The 5×5 matrix shown is solely exemplary and alternative embodiments employ keypad capability as available. For the exemplary embodiment, the MID power key is connected to the card through pin 62. A “Flip detect” is provided through pin 4. Additionally, for MIDs employing the miniature form factor card, dedicated keys may be provided in certain embodiments that do not have functionality in the MID or its applications and are dedicated solely for the card functions. These keys are directly connected to the card through available pin connections.

TABLE 2


KO0			KO3
(Pin	KO1	KO2	(pin	KO4
60)	(Pin 59)	(pin 58)	57)	(pin 56)

KI0(pin10)	Up	Talk/Send	3	7	Center/
					Menu/OK
KI1(pin	Down	End	1	2	Reserved
11)
KI2(pin12)	Left	4	5	6	Reserved
KI3(pin	Right	8	9	*	Reserved
13)
KI4	0	Right_Select	Left_Select	#	Clear
(pin14)

For MIDs employing applications processors with higher level capability requiring Modem only functionality in the miniature form factor card, keypad communication directly with the card is not required and communications between the MID and the card are accomplished in an exemplary embodiment using a standard AT command structure 35 (as defined by Hayes and also known as Attention Code) as represented in FIG. 3 c. The applications processor in the MID communicates predetermined commands for wireless communications functionality to the card.
The card according to the present invention employs connector technologies and indexing arrangements for simplified installation such that mobile interface device designers can provide a common platform for multiple systems without custom design of the communication electronics. The installation could be accomplished by the end user in certain operational scenarios. A first embodiment of a connector system as contemplated by the present invention is shown in FIGS. 4 a-4 d. Card 10 incorporates a first elastomeric connector 36 received in a mating moiety 38 within a frame 40 mounted to PCB 12 in the handset. An exemplary elastomeric connector is a STAX connector produced by Tyco for digital interconnections as previously described. A second connection system is employed for RF and power pins using spring probe type pins 42 for the embodiment shown, such as PoGo pins produced by Emulation, which are received in mating moieties in the card undersurface 44. The card is installed in the mobile device by insertion vertically within frame 40 that receives the external edges 46 of the card. The connector arrangement provides for connection orientation of the card in the frame. Shaped indexing elements in the case of the card are employed in certain embodiments to assure proper orientation or facilitate viewing of the proper orientation during installation when the connectors may be obscured and assure insertion only in a compatible mobile information device. Opposing side edges 48 of the frame (as best seen in FIG. 4 b) provide proper alignment of the card within the frame for engagement of the connectors. As best seen in FIGS. 4 c and 4 d, the frame incorporates retractable mechanical slides 50 which are opened to receive the card and received in reliefs 52 in the card upper surface to secure the card when installed. The mechanical frame is integrated with the handset mechanical frame in certain embodiments eliminating the necessity for an individual stand alone frame. The frame and slide arrangement in combination with the connector moieties on the undersurface of the card provide for a minimum vertical profile for the installation which is no greater in height than the thickness of the card.

### [Work instructions]
**a)** In the excerpt on the miniature card, shorten the paragraph beginning "For MIDs employing applications processors" while keeping its main facts.
**b)** According to the excerpt on the miniature card, which pin connects the MID power key to the card in the exemplary embodiment?
The data that follows is not needed for this work.

### [Provided material]
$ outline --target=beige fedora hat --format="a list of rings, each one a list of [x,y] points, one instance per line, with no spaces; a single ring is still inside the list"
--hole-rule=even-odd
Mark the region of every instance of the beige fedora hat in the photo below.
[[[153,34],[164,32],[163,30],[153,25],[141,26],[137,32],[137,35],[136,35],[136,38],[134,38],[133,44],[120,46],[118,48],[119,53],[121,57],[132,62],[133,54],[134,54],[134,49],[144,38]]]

### [Final answers]
**a)** When a MID's applications processor needs only modem functionality from the miniature form factor card, the keypad does not have to communicate directly with the card. In an exemplary embodiment, the MID and the card instead communicate through a standard AT command structure (defined by Hayes and also called Attention Code), shown in FIG. 3c. The applications processor sends predetermined wireless communication commands to the card.

**b)** Pin 62.